● **Raw records**:

# # # #

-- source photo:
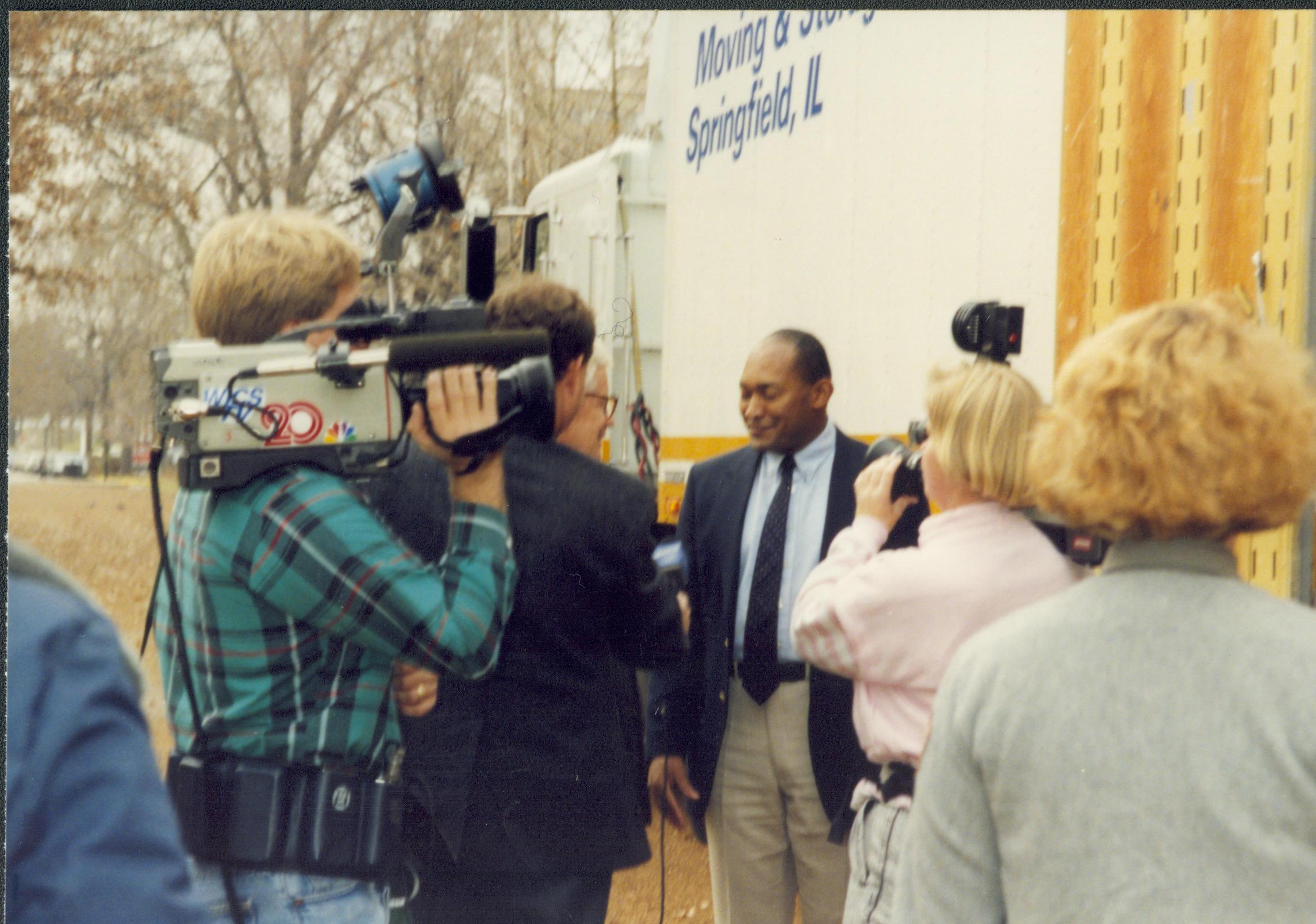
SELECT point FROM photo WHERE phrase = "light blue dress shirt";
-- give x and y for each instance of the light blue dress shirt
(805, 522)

# # # #

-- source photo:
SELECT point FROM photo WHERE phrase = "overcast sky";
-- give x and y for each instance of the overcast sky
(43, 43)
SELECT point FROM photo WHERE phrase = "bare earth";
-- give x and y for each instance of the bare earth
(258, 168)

# # # #

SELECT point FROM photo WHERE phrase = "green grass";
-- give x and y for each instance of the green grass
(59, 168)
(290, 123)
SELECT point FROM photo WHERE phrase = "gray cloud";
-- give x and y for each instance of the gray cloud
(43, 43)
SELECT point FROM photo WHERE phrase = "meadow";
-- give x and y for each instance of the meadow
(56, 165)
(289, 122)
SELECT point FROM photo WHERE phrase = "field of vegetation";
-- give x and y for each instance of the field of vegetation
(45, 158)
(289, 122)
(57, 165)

# # # #

● **Given request**:
Pick out every line in the records that contains the word "light" and copy each one in full. Case counts.

● **Answer to this exercise**:
SELECT point FROM photo WHERE phrase = "light blue dress shirt";
-- give x and y for each instance of the light blue dress shirt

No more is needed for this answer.